### Problem statement
Answer these questions about the post about the dogs below:
(a) Between which hours does the smoke detector beep?
(b) When told to go away, where does Dallas go and what does he do there?
(c) Which dog is now the only one not allowed on any furniture?

### Text excerpt
------------------------------------------------
March 22nd, 2006 (08:38 pm)
i feel: exanimate
-- our smoke detector's battery is going dead. for the past two days, it's been beeping every twenty minutes, but (oddly enough) only between the hours of 9am to 3pm. very strange. it actually doesn't bother me that much (which is why i've neglected to change the battery as of yet), but it really really freaks dallas out. he keeps trying to hide from it, and in the most impossible places, such as under the playpen or behind the baby swing that's leaning against a wall; keep in mind the dog weighs nearly 100 pounds and he can only fit his head (if that) in any of the places in which he tries to hide. but i don't want to make him think that it's okay to be freaked out by the smoke detector, so i'm trying not to give him any affection when he does this. and when i tell him to stop it, or, when he tries to hide behind me or crowd me, i tell him to go away (yes, i know, it's very difficult). when i do this, he goes into the bathroom, sits in front of the shower on the shower mat, and stares at the wall for several minutes. he's truly a strange dog.
-- penny lane was getting really uppity and snappy, which, with a small baby, you can imagine i didn't tolerate very well. she's always been allowed on the furniture, and we've all around pretty much spoiled her. then, she started getting protective (or, rather, possessive) of her space and would snap and growl at any of the other dogs who disturbed her when she was sleeping on the furniture or just didn't want to be disturbed. so, we did some behavior modification. she had been allowed to pretty much do whatever she wanted, but for the past week or so, she has been the only dog not allowed on ANY furniture, we severely limited the amount of affection she gets, she doesn't get any treats, eats last... basically, we're putting her in her place. she had wrongly assumed that she was somehow at the top of the pack as far as chain of command, and we're informing her that she's actually at the bottom. her attitude has, predictably, gotten immeasurably better and you can really tell she realizes that she's not in a position to correct (or snap, growl, etc, at) the other dogs. you would think (using human psychology), that she would resent it, but she actually seems much more well-adjusted now that she's more certain of her role in our pack.... and we've made it VERY clear. :o)
------------------------------------------------
Records from a dataset
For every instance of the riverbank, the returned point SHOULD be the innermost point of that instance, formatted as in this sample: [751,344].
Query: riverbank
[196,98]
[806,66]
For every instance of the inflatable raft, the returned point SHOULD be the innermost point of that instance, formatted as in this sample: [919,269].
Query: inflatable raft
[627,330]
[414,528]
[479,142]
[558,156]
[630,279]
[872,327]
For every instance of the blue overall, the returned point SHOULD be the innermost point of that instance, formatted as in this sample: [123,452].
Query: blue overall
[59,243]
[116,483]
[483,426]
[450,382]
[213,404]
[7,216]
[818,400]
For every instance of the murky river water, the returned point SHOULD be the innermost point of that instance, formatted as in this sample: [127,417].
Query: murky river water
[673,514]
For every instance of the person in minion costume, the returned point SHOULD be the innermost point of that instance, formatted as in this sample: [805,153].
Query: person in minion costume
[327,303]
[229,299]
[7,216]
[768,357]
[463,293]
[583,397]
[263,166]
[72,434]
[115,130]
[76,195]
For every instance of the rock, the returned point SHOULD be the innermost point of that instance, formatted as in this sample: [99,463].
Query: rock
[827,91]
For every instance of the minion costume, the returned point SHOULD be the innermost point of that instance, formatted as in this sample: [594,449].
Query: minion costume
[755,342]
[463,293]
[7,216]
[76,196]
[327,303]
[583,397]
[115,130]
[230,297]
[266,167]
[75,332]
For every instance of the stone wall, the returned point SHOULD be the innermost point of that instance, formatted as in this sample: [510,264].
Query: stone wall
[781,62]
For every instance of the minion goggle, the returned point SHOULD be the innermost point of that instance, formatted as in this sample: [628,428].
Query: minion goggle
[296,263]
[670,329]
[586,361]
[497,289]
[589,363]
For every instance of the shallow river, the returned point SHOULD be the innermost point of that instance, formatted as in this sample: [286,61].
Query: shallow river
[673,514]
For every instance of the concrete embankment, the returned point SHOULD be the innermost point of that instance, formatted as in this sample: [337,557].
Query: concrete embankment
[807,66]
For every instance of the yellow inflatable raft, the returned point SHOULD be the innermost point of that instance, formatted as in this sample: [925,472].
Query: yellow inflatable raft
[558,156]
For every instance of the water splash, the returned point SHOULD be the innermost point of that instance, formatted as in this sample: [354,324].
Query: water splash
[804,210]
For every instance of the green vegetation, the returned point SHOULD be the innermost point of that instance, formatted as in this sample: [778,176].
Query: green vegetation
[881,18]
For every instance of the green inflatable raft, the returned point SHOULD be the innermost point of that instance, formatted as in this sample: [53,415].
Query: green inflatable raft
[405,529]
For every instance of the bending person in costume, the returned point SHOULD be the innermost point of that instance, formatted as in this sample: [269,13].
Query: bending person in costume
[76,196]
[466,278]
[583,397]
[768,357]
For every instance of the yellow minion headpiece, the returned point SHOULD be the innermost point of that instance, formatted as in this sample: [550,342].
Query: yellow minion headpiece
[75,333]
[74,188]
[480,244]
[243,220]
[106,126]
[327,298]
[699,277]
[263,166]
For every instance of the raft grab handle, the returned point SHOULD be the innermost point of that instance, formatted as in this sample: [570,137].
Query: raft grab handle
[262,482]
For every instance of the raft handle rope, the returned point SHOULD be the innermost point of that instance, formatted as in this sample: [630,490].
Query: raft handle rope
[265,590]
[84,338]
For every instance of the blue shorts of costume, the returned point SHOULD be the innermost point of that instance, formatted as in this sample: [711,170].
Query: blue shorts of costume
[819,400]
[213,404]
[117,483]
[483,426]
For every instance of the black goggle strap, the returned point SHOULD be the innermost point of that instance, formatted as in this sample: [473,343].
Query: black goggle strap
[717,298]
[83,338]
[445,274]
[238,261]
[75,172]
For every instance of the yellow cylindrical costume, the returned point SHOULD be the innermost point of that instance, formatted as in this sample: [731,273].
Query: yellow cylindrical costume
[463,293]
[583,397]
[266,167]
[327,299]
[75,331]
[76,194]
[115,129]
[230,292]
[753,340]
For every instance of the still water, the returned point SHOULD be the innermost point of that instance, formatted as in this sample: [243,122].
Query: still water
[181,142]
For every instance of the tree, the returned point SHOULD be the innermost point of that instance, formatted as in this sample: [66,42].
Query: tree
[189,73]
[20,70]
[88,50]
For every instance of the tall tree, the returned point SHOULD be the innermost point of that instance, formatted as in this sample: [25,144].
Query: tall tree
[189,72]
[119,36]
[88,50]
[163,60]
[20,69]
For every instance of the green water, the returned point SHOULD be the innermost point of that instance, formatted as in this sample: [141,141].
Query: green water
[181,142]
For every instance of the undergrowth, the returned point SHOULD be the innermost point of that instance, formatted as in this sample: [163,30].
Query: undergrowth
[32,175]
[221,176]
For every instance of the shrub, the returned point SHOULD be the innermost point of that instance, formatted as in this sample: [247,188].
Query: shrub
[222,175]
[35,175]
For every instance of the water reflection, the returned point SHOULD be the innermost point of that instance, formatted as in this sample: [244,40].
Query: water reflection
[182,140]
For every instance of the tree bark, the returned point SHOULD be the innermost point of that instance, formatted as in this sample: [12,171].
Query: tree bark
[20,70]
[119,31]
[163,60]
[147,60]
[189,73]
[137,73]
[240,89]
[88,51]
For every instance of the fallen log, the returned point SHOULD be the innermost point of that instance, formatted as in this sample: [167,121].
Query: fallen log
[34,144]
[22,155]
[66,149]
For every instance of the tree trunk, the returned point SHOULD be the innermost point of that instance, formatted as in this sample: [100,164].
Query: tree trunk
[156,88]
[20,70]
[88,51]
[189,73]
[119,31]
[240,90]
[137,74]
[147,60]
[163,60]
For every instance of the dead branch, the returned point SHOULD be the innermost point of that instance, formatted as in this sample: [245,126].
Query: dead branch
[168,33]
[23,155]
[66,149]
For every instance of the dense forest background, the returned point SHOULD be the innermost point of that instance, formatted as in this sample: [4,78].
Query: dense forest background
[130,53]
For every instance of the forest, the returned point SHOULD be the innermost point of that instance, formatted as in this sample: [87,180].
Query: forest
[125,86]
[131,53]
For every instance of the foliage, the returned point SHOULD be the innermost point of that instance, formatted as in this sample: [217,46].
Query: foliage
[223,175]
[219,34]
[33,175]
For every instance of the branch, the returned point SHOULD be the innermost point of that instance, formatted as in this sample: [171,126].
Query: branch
------------------------------------------------
### Written response
(a) Between 9am and 3pm.
(b) He goes into the bathroom, sits in front of the shower on the shower mat, and stares at the wall for several minutes.
(c) Penny Lane.